= EXERCISE OBJECTIVE =
Rewrite every line of the listing below as a numbered list, skipping blank lines.

= DATA FOR THIS TASK =

▼

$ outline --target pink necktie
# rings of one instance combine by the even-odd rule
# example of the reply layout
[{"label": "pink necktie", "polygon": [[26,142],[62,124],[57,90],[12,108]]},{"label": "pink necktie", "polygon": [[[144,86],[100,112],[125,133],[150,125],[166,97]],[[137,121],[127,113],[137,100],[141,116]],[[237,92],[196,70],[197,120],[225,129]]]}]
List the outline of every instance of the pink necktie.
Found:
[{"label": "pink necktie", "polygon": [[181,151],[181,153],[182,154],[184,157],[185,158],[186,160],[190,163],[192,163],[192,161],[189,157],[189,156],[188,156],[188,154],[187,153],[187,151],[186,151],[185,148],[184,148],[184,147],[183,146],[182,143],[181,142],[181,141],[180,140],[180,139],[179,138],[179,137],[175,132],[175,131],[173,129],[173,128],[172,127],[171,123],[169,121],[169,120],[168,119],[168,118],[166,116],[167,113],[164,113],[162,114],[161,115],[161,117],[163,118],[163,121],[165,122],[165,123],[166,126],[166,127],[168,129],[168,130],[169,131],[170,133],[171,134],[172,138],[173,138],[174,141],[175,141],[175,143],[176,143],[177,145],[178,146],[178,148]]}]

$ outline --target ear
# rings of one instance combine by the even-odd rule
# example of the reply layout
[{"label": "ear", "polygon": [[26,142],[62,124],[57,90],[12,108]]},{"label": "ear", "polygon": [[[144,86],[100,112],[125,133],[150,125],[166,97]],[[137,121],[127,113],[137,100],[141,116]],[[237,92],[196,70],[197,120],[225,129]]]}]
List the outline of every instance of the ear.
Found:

▲

= RIGHT ANSWER =
1. $ outline --target pink necktie
2. # rings of one instance combine by the even-odd rule
3. # example of the reply layout
4. [{"label": "pink necktie", "polygon": [[26,142],[62,124],[57,90],[12,108]]},{"label": "pink necktie", "polygon": [[[144,86],[100,112],[125,133],[150,125],[166,97]],[[137,121],[127,113],[137,100],[141,116]],[[237,92],[196,70],[197,120],[225,129]]]}]
5. List the outline of every instance of the pink necktie.
6. Found:
7. [{"label": "pink necktie", "polygon": [[181,151],[181,153],[182,154],[184,157],[185,158],[186,160],[190,163],[192,163],[192,161],[189,157],[189,156],[188,156],[188,154],[187,153],[187,151],[186,151],[185,148],[184,148],[184,147],[183,146],[182,143],[181,142],[181,141],[180,140],[180,139],[179,138],[179,137],[175,132],[175,131],[173,129],[173,128],[172,127],[171,123],[169,121],[169,120],[168,119],[168,118],[166,116],[167,113],[164,113],[162,114],[161,115],[161,117],[163,118],[163,121],[165,122],[165,123],[166,126],[166,127],[168,129],[168,130],[169,131],[170,133],[171,134],[172,138],[173,138],[174,141],[175,141],[175,143],[176,143],[177,145],[178,146],[178,148]]}]
8. $ outline --target ear
9. # rings of one instance combine by the even-odd rule
10. # example of the reply layout
11. [{"label": "ear", "polygon": [[26,142],[62,124],[57,90],[12,108]]},{"label": "ear", "polygon": [[[144,86],[100,112],[125,133],[150,125],[166,97]],[[137,121],[127,113],[137,100],[141,116]],[[237,92],[196,70],[197,120],[225,129]]]}]
12. List the outline of every instance of the ear.
13. Found:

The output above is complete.